Petunjuk
a. Jawab pertanyaan berikut berdasarkan teks tentang pemeriksaan jantung:
(i) Apa yang dapat menimbulkan denyutan di ruang interkostal II kanan?
(ii) Untuk apa perkusi dilakukan?
(iii) Dari arah mana ke arah mana perkusi batas kiri jantung dilakukan?
b. Ubah bagian teks tentang pemeriksaan jantung yang dimulai dengan "Batas kiri jantung" dan berlanjut sampai "dilakukan dari arah lateral ke medial." dengan mengganti "sonor" menjadi "resonan".

Denyutan nadi pada dada
Apabila di dada bagian atas terdapat denyutan maka harus curiga adanya kelainan pada aorta.
Aneurisma aorta ascenden dapat menimbulkan denyutan di ruang interkostal II kanan, sedangkan
denyutan dada di daerah ruang interkostal II kiri menunjukkan adanya dilatasi a. pulmonalis dan
aneurisma aorta descenden.
Getaran/Trhill
Adanya getaran seringkali menunjukkan adanya kelainan katup bawaan atau penyakit jantung
congenital. Getaran yang lemah akan lebih mudah dipalpasi apabila orang tersebut melakukan
pekerjaan fisik karena frekuensi jantung dan darah akan mengalir lebih cepat. Dengan terabanya
getaran maka pada auskultasi nantinya akan terdengar bising jantung.

PERKUSI
Kita melakukan perkusi untuk menetapkan batas-batas jantung.
Perkusi jantung mempunyai arti pada dua macam penyakit jantung yaitu efusi
pericardium dan aneurisma aorta.

Batas kiri jantung


• Kita melakukan perkusi dari arah lateral ke medial.
• Perubahan antara bunyi sonor dari paru-paru ke redup relatif kita tetapkan sebagai batas
jantung
kiri.
• Normal : Atas : ICS II kiri di linea parastrenalis kiri (pinggang jantung) Bawah: ICS V kiri
agak ke medial linea midklavikularis kiri (tempat iktus)

Batas Kanan Jantung


• Perkusi juga dilakukan dari arah lateral ke medial.
• Disini agak sulit menentukan batas jantung karena letaknya agak jauh dari dinding depan
thorak
• Normal : Batas bawah kanan jantung adalah di sekitar ruang interkostal III-IV kanan, di linea
parasternalis kanan. Sedangkan batas atasnya di ruang interkostal II kanan linea
parasternalis kanan.

AUSKULTASI
Auskultasi bunyi jantung dilakukan pada tempat-tempat sebagai berikut :
Dengarkan BJ I pada :
• ICS IV line sternalis kiri (BJ I Tricuspidalis)

34
• ICS V line midclavicula/ICS III linea sternalis kanan (BJ I Mitral)
Dengarkan BJ II pada :
• ICS II lines sternalis kanan (BJ II Aorta)

Data yang diberikan
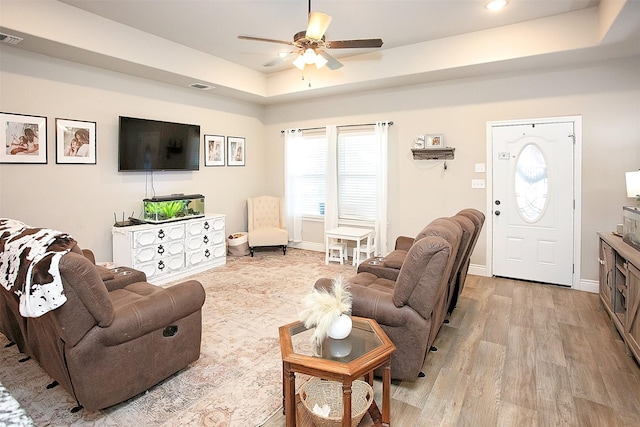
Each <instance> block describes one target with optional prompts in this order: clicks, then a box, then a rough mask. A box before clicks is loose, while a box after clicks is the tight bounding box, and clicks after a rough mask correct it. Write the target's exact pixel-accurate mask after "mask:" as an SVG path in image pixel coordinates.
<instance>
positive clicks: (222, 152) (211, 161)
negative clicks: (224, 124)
mask: <svg viewBox="0 0 640 427" xmlns="http://www.w3.org/2000/svg"><path fill="white" fill-rule="evenodd" d="M224 152H225V149H224V136H222V135H205V136H204V165H205V166H224V158H225V156H224Z"/></svg>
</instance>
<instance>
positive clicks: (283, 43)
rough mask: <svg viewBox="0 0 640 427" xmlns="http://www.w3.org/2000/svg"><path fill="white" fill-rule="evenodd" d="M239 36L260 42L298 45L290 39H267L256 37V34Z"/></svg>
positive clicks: (244, 38) (293, 45)
mask: <svg viewBox="0 0 640 427" xmlns="http://www.w3.org/2000/svg"><path fill="white" fill-rule="evenodd" d="M238 38H239V39H240V40H253V41H258V42H268V43H280V44H286V45H288V46H296V44H295V43H293V42H288V41H284V40H276V39H266V38H264V37H254V36H242V35H240V36H238Z"/></svg>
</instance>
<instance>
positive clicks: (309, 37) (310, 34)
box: [306, 12, 331, 41]
mask: <svg viewBox="0 0 640 427" xmlns="http://www.w3.org/2000/svg"><path fill="white" fill-rule="evenodd" d="M330 23H331V17H330V16H329V15H327V14H326V13H322V12H311V14H310V15H309V25H307V34H306V37H307V40H313V41H319V40H322V36H324V33H325V31H327V28H328V27H329V24H330Z"/></svg>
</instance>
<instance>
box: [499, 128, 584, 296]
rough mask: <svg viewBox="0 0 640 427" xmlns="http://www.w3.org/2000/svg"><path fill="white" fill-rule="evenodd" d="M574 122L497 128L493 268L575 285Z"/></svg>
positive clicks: (531, 277)
mask: <svg viewBox="0 0 640 427" xmlns="http://www.w3.org/2000/svg"><path fill="white" fill-rule="evenodd" d="M574 142H575V131H574V123H573V122H555V123H553V122H542V123H534V122H530V123H527V124H514V125H497V126H493V127H492V156H493V157H492V165H493V170H492V173H493V179H492V195H493V200H492V206H491V210H492V213H491V221H492V226H493V227H492V229H493V236H492V245H493V248H492V249H493V251H492V252H493V259H492V271H493V274H494V275H496V276H503V277H510V278H514V279H522V280H532V281H537V282H544V283H552V284H557V285H564V286H571V285H572V280H573V270H574V255H573V254H574V248H573V244H574V243H573V242H574V224H573V221H574V194H573V191H574V190H573V189H574V185H573V184H574V183H573V179H574V170H573V168H574Z"/></svg>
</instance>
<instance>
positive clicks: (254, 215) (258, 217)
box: [247, 196, 289, 256]
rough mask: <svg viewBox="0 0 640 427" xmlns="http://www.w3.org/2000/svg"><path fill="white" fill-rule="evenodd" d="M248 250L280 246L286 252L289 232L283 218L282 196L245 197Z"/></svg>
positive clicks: (253, 249)
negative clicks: (247, 232) (260, 247)
mask: <svg viewBox="0 0 640 427" xmlns="http://www.w3.org/2000/svg"><path fill="white" fill-rule="evenodd" d="M247 218H248V222H249V224H248V229H249V233H248V236H247V237H248V240H249V251H250V252H251V256H253V251H254V248H256V247H258V246H280V247H282V253H283V255H286V254H287V243H289V233H288V231H287V225H286V222H285V218H284V198H282V197H272V196H260V197H253V198H249V199H247Z"/></svg>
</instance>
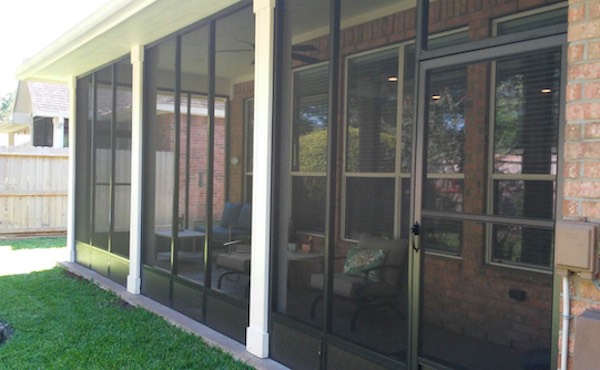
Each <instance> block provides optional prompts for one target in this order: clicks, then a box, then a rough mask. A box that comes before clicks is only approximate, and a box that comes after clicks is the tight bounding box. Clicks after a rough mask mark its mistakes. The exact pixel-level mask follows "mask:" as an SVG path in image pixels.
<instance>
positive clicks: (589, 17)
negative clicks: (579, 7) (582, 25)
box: [588, 1, 600, 19]
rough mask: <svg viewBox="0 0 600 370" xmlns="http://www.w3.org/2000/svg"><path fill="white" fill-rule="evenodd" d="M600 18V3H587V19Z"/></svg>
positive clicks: (592, 1)
mask: <svg viewBox="0 0 600 370" xmlns="http://www.w3.org/2000/svg"><path fill="white" fill-rule="evenodd" d="M594 18H600V3H599V2H598V1H591V2H589V3H588V19H594Z"/></svg>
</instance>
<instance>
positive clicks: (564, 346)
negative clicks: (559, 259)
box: [560, 272, 571, 370]
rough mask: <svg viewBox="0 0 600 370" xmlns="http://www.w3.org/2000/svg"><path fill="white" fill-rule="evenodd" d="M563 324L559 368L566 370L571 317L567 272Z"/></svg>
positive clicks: (562, 313)
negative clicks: (559, 366)
mask: <svg viewBox="0 0 600 370" xmlns="http://www.w3.org/2000/svg"><path fill="white" fill-rule="evenodd" d="M562 281H563V288H562V290H563V312H562V318H563V324H562V340H561V347H560V370H567V359H568V358H569V320H570V318H571V315H570V308H571V300H570V296H569V272H567V273H566V274H565V275H564V276H563V277H562Z"/></svg>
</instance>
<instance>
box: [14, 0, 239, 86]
mask: <svg viewBox="0 0 600 370" xmlns="http://www.w3.org/2000/svg"><path fill="white" fill-rule="evenodd" d="M240 1H242V0H204V1H201V2H199V1H198V0H112V1H110V2H108V3H107V4H105V5H104V6H103V7H101V8H100V9H99V10H98V11H97V12H95V13H94V14H92V15H91V16H90V17H88V18H87V19H84V20H83V21H82V22H81V23H80V24H79V25H77V26H75V27H74V28H73V29H71V30H70V31H68V32H67V33H65V34H64V35H63V36H61V37H60V38H58V39H57V40H56V41H55V42H53V43H52V44H51V45H49V46H48V47H47V48H46V49H44V50H42V51H41V52H40V53H39V54H37V55H36V56H34V57H33V58H31V59H30V60H28V61H26V62H25V63H24V64H23V65H21V66H20V67H19V68H18V69H17V71H16V75H17V78H18V79H20V80H37V81H46V82H63V83H66V82H69V80H70V78H71V76H79V75H82V74H84V73H87V72H89V71H90V70H92V69H95V68H97V67H100V66H102V65H104V64H106V63H109V62H112V61H114V60H115V59H117V58H120V57H122V56H124V55H127V54H129V52H130V51H131V47H132V46H133V45H142V46H143V45H147V44H149V43H152V42H154V41H157V40H159V39H161V38H162V37H165V36H168V35H170V34H172V33H173V32H176V31H178V30H180V29H182V28H184V27H186V26H189V25H191V24H193V23H195V22H197V21H199V20H202V19H204V18H206V17H208V16H210V15H212V14H215V13H217V12H219V11H221V10H223V9H225V8H227V7H229V6H231V5H233V4H235V3H238V2H240Z"/></svg>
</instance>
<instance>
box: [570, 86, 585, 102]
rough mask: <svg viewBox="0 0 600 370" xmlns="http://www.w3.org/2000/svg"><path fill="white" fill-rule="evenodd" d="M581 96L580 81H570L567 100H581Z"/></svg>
mask: <svg viewBox="0 0 600 370" xmlns="http://www.w3.org/2000/svg"><path fill="white" fill-rule="evenodd" d="M581 96H582V94H581V84H580V83H570V84H568V85H567V101H573V100H580V99H581Z"/></svg>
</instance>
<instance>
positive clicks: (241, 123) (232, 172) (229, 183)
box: [228, 81, 254, 202]
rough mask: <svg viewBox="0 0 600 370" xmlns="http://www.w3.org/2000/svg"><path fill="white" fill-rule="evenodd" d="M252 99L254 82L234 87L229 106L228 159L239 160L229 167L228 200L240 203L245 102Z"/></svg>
mask: <svg viewBox="0 0 600 370" xmlns="http://www.w3.org/2000/svg"><path fill="white" fill-rule="evenodd" d="M252 97H254V81H248V82H242V83H239V84H236V85H234V87H233V99H232V100H231V103H230V105H229V109H230V110H229V114H230V121H229V148H230V149H229V157H230V158H232V157H237V158H238V159H239V161H238V163H237V164H236V165H234V164H230V165H229V178H228V180H229V199H230V200H231V201H233V202H242V200H243V195H244V163H245V162H244V160H245V158H244V157H245V141H244V133H245V126H244V124H245V120H244V118H245V117H244V113H245V102H246V100H247V99H249V98H252Z"/></svg>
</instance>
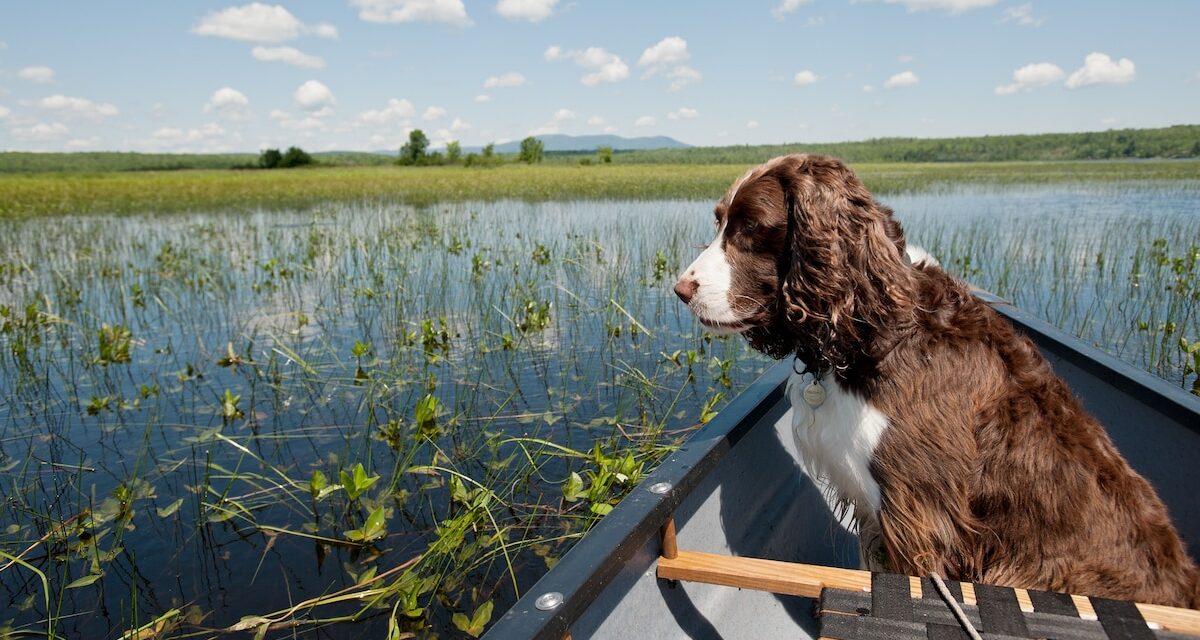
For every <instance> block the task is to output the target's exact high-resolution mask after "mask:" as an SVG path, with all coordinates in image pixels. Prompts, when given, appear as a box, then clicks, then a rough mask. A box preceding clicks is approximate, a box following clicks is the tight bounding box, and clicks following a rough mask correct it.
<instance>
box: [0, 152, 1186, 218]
mask: <svg viewBox="0 0 1200 640" xmlns="http://www.w3.org/2000/svg"><path fill="white" fill-rule="evenodd" d="M761 160H766V157H762V158H756V161H761ZM852 167H853V168H854V169H856V171H857V172H858V173H859V175H860V177H862V178H863V179H864V181H865V183H866V186H868V187H870V189H871V190H872V191H875V192H877V193H904V192H913V191H925V190H930V189H942V187H953V186H954V185H958V184H965V183H967V184H996V185H1009V184H1048V183H1074V181H1145V180H1180V179H1198V178H1200V160H1178V161H1087V162H971V163H874V165H868V163H863V165H852ZM746 168H748V165H637V166H626V165H611V166H590V167H580V166H554V165H546V166H526V165H505V166H500V167H496V168H488V169H468V168H462V167H319V168H307V169H293V171H277V172H245V171H174V172H137V173H131V172H124V173H118V172H113V173H38V174H8V175H0V217H24V216H38V215H59V214H90V213H106V214H107V213H114V214H124V213H145V211H197V210H215V209H258V208H263V209H290V208H304V207H311V205H314V204H318V203H328V202H397V203H409V204H430V203H434V202H466V201H502V199H524V201H551V199H616V198H624V199H647V198H654V199H662V198H716V197H719V196H720V195H721V193H724V191H725V189H726V187H727V186H728V185H730V183H731V181H732V180H733V179H734V178H737V177H738V175H740V174H742V172H744V171H745V169H746Z"/></svg>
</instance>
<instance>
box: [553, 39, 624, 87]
mask: <svg viewBox="0 0 1200 640" xmlns="http://www.w3.org/2000/svg"><path fill="white" fill-rule="evenodd" d="M544 55H545V58H546V60H550V61H551V62H554V61H558V60H574V61H575V64H576V65H578V66H581V67H583V68H586V70H588V71H592V73H586V74H584V76H583V77H582V78H580V82H581V83H583V84H586V85H587V86H595V85H596V84H600V83H602V82H620V80H623V79H625V78H628V77H629V65H626V64H625V61H624V60H622V59H620V58H619V56H618V55H616V54H612V53H608V52H606V50H605V49H604V48H602V47H588V48H587V49H582V50H570V52H564V50H563V49H560V48H559V47H550V48H547V49H546V53H545V54H544Z"/></svg>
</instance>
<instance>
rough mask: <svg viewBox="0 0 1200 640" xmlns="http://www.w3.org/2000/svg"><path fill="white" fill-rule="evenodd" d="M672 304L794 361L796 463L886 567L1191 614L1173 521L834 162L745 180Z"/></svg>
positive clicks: (1197, 570)
mask: <svg viewBox="0 0 1200 640" xmlns="http://www.w3.org/2000/svg"><path fill="white" fill-rule="evenodd" d="M715 214H716V239H715V240H714V241H713V243H712V244H710V245H708V247H706V249H704V251H703V252H702V253H701V255H700V257H697V258H696V261H695V262H694V263H692V264H691V265H690V267H688V269H686V270H685V271H684V273H683V275H682V276H680V277H679V281H678V283H677V285H676V293H677V294H678V295H679V298H680V299H683V300H684V301H685V303H688V306H689V307H690V309H691V311H692V312H694V313H695V315H696V317H697V318H700V322H701V323H702V324H704V325H706V327H707V328H709V329H712V330H714V331H725V333H739V334H742V335H744V336H745V337H746V339H748V340H749V341H750V345H752V346H754V347H755V348H757V349H758V351H762V352H763V353H767V354H769V355H772V357H774V358H785V357H792V355H794V357H797V358H798V359H799V360H802V361H803V363H805V364H806V365H808V370H809V371H811V372H812V373H805V375H804V376H803V377H802V376H799V375H797V376H793V379H792V381H791V383H790V389H788V394H790V396H791V399H792V403H793V407H794V414H793V421H794V425H793V426H794V432H796V439H797V445H798V448H799V450H800V453H802V456H803V457H804V461H805V466H806V467H808V468H809V469H810V471H811V472H812V473H814V474H816V475H820V477H823V479H824V480H826V482H828V484H829V485H830V486H832V488H833V489H834V490H835V491H836V494H838V497H839V500H840V501H842V502H844V503H845V504H847V506H850V507H851V508H852V509H853V514H854V519H856V520H857V524H858V528H859V532H860V538H862V539H863V540H864V545H866V546H868V549H864V554H865V555H866V556H868V557H874V558H876V560H882V561H883V563H884V564H886V567H887V568H888V570H892V572H899V573H906V574H910V575H926V574H930V573H937V574H940V575H942V576H944V578H950V579H955V580H967V581H976V582H988V584H996V585H1007V586H1016V587H1027V588H1039V590H1049V591H1063V592H1072V593H1081V594H1090V596H1102V597H1109V598H1118V599H1129V600H1138V602H1145V603H1158V604H1168V605H1175V606H1193V608H1194V606H1200V593H1198V581H1200V570H1198V569H1196V566H1195V564H1194V563H1193V561H1192V560H1190V558H1189V557H1188V555H1187V552H1186V550H1184V546H1183V544H1182V543H1181V540H1180V537H1178V534H1177V533H1176V531H1175V527H1174V526H1172V525H1171V521H1170V518H1169V516H1168V513H1166V508H1165V507H1164V506H1163V503H1162V501H1160V500H1159V498H1158V496H1157V495H1156V494H1154V491H1153V489H1152V488H1151V485H1150V484H1148V483H1147V482H1146V480H1145V479H1144V478H1141V477H1140V475H1138V473H1135V472H1134V471H1133V469H1132V468H1130V467H1129V465H1128V463H1127V462H1126V461H1124V460H1123V459H1122V457H1121V454H1120V453H1117V450H1116V448H1115V447H1114V444H1112V442H1111V441H1110V439H1109V437H1108V435H1106V433H1105V432H1104V429H1103V427H1102V426H1100V425H1099V424H1098V423H1097V421H1096V419H1094V418H1092V417H1091V415H1088V414H1087V413H1086V412H1085V411H1084V408H1082V406H1081V405H1080V402H1079V400H1078V399H1075V396H1074V395H1072V393H1070V390H1069V389H1068V388H1067V385H1066V384H1064V383H1063V382H1062V381H1061V379H1060V378H1057V377H1056V376H1055V375H1054V372H1052V371H1051V370H1050V366H1049V364H1048V363H1046V360H1045V359H1044V358H1042V355H1040V354H1039V353H1038V351H1037V348H1036V347H1034V346H1033V343H1032V342H1031V341H1030V340H1028V339H1026V337H1025V336H1022V335H1020V334H1018V333H1016V331H1015V330H1014V329H1013V327H1012V325H1010V324H1009V323H1008V322H1006V321H1004V319H1003V318H1001V317H1000V316H998V315H997V313H996V312H995V311H992V310H991V309H989V307H988V306H986V305H985V304H983V303H982V301H979V300H978V299H976V298H974V297H973V295H971V293H970V291H968V289H967V287H966V286H965V285H964V283H962V282H960V281H958V280H955V279H953V277H950V276H949V275H947V274H946V273H944V271H943V270H942V269H941V268H940V267H937V264H936V262H935V261H932V259H924V258H923V256H917V259H910V257H908V256H907V253H906V249H907V247H906V245H905V237H904V232H902V231H901V228H900V225H899V223H898V222H896V221H895V220H894V219H893V217H892V211H890V210H889V209H888V208H886V207H883V205H880V204H878V203H876V202H875V199H874V198H872V197H871V195H870V192H868V191H866V189H864V187H863V184H862V183H860V181H859V180H858V178H857V177H856V175H854V174H853V173H852V172H851V171H850V169H847V168H846V167H845V166H844V165H842V163H841V162H839V161H838V160H834V158H830V157H823V156H811V155H791V156H784V157H776V158H774V160H772V161H769V162H767V163H764V165H762V166H760V167H756V168H754V169H750V171H749V172H748V173H746V174H745V175H743V177H742V178H740V179H738V180H737V181H734V183H733V185H732V186H731V187H730V190H728V192H726V195H725V197H724V198H721V199H720V202H718V203H716V209H715Z"/></svg>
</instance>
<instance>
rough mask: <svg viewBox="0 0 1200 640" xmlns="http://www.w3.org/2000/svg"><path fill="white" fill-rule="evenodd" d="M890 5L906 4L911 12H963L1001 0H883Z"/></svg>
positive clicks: (957, 12)
mask: <svg viewBox="0 0 1200 640" xmlns="http://www.w3.org/2000/svg"><path fill="white" fill-rule="evenodd" d="M883 1H884V2H887V4H889V5H904V6H905V8H907V10H908V12H910V13H912V12H916V11H944V12H947V13H962V12H964V11H971V10H972V8H984V7H990V6H992V5H995V4H996V2H998V1H1000V0H883Z"/></svg>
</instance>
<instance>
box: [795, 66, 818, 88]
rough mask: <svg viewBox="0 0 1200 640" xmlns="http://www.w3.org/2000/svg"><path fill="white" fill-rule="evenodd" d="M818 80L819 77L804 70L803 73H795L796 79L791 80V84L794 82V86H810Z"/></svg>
mask: <svg viewBox="0 0 1200 640" xmlns="http://www.w3.org/2000/svg"><path fill="white" fill-rule="evenodd" d="M820 79H821V77H820V76H817V74H816V73H812V72H811V71H809V70H806V68H805V70H804V71H800V72H799V73H797V74H796V77H794V78H792V82H794V83H796V84H798V85H800V86H804V85H805V84H812V83H815V82H817V80H820Z"/></svg>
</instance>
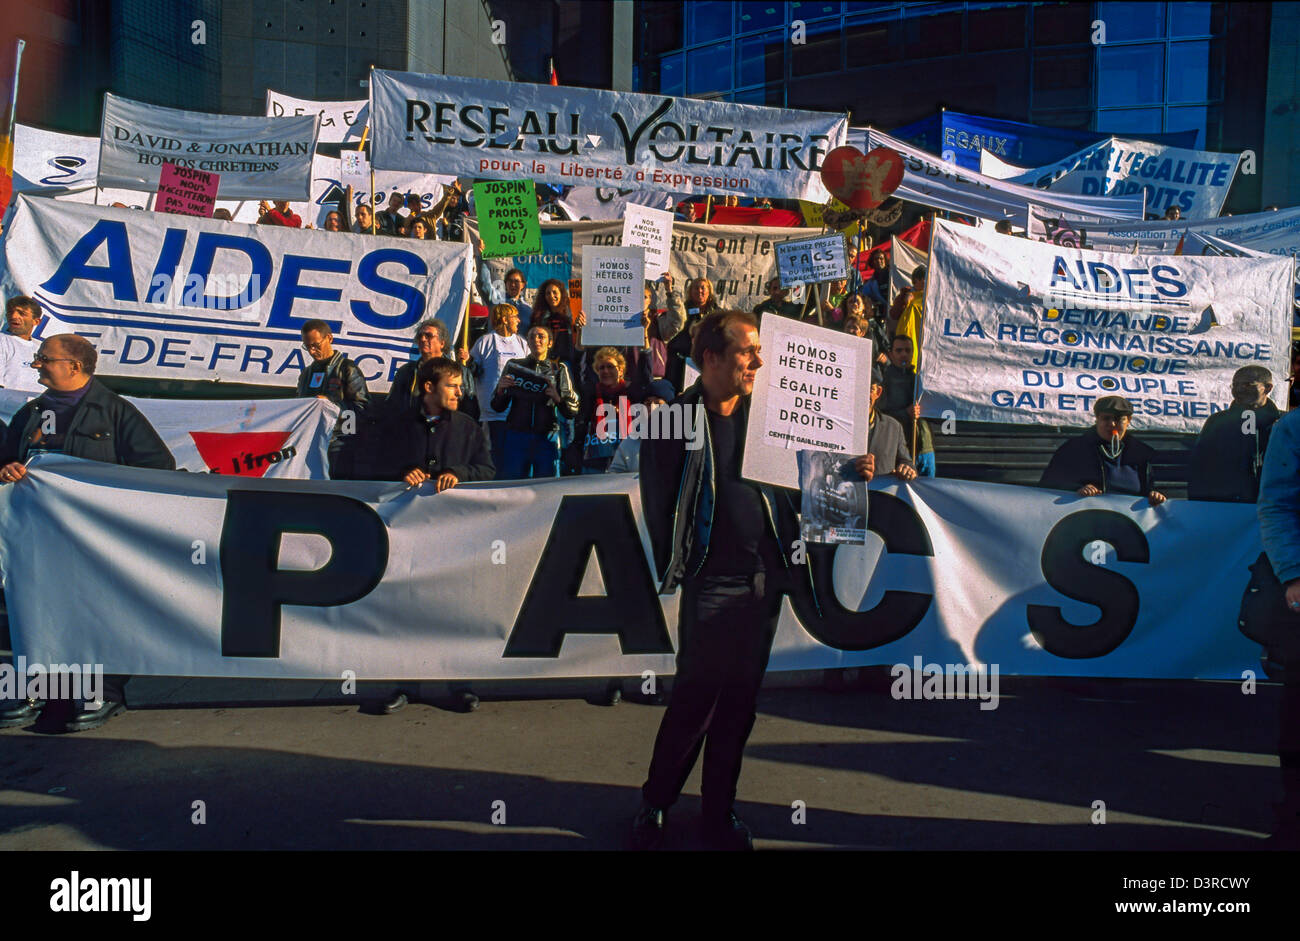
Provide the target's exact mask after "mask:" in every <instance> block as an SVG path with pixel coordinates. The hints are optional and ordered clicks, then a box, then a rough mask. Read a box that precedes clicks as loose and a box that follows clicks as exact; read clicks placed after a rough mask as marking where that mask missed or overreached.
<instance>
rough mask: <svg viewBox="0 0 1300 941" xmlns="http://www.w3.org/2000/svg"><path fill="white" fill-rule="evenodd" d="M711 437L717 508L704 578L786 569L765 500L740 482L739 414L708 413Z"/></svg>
mask: <svg viewBox="0 0 1300 941" xmlns="http://www.w3.org/2000/svg"><path fill="white" fill-rule="evenodd" d="M707 415H708V434H710V437H711V438H712V442H714V460H715V461H716V464H715V468H716V481H718V503H716V506H715V508H714V526H712V532H711V533H710V535H708V556H707V559H706V560H705V567H703V569H701V574H702V576H716V574H753V573H754V572H758V571H776V569H780V568H781V560H780V550H779V548H777V546H776V539H775V538H774V537H772V533H771V529H770V528H768V525H767V519H766V511H764V509H763V498H762V496H761V495H759V493H758V489H757V487H754V486H751V485H750V483H746V482H745V481H744V480H741V476H740V464H741V454H742V451H744V443H745V428H744V424H742V422H741V416H740V409H737V411H735V412H732V415H729V416H722V415H718V413H716V412H712V411H708V412H707Z"/></svg>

Jawaban
a.
(i) Aneurisma aorta ascenden.
(ii) Untuk menetapkan batas-batas jantung.
(iii) Dari arah lateral ke medial.

b.
Batas kiri jantung


• Kita melakukan perkusi dari arah lateral ke medial.
• Perubahan antara bunyi resonan dari paru-paru ke redup relatif kita tetapkan sebagai batas
jantung
kiri.
• Normal : Atas : ICS II kiri di linea parastrenalis kiri (pinggang jantung) Bawah: ICS V kiri
agak ke medial linea midklavikularis kiri (tempat iktus)

Batas Kanan Jantung


• Perkusi juga dilakukan dari arah lateral ke medial.